**Instructions to follow:** Write out the stretch of rows from the line containing "A point falls on each instance of the white garage" through the line containing "A point falls on each instance of the wooden" as a JSON list of strings, one string per line, with blank lines omitted.

---------- Material for the task ----------

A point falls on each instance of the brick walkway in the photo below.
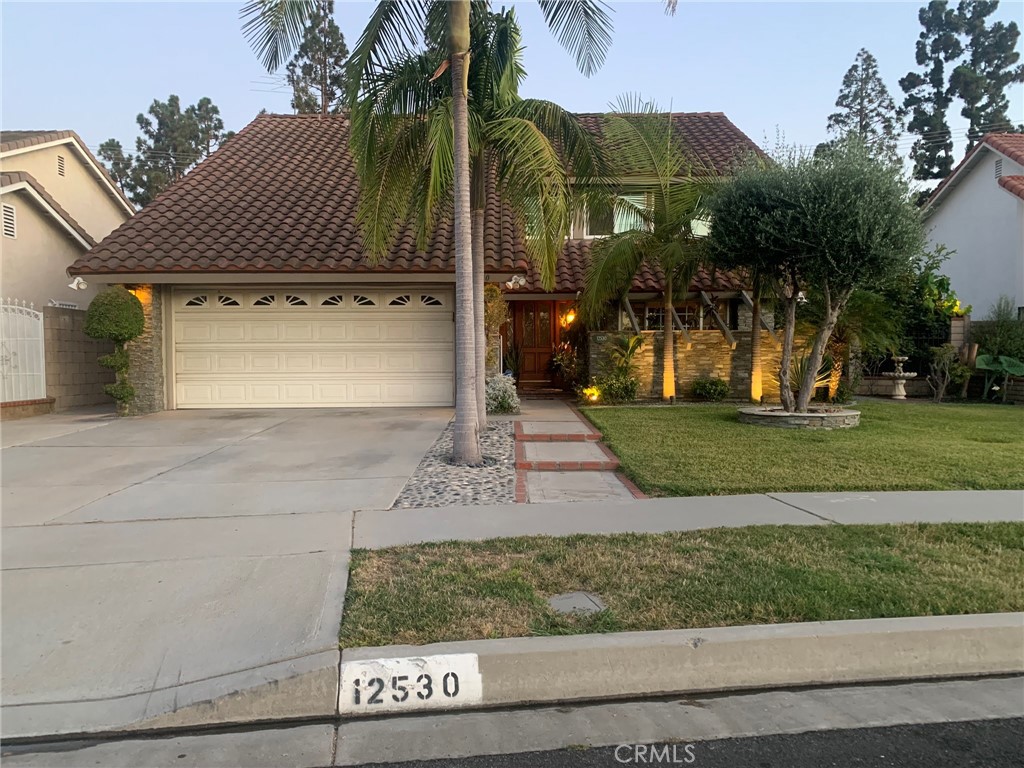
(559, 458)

----------
---------- Material for the task ----------

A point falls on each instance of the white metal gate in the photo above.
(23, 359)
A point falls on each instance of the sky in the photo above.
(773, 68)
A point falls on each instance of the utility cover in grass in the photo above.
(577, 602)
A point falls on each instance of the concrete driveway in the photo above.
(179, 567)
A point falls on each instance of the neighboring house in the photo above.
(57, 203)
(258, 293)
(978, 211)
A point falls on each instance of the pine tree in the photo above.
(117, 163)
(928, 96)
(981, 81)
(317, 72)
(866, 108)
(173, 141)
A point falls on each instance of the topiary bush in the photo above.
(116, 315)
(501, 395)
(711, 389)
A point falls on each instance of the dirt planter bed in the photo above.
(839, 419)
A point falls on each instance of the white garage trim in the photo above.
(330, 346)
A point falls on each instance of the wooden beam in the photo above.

----------

**Reply to the task:**
[
  "A point falls on each instance of the white garage trim in the photo above.",
  "(330, 346)",
  "A point falls on each instance of the wooden beam in the photo above."
]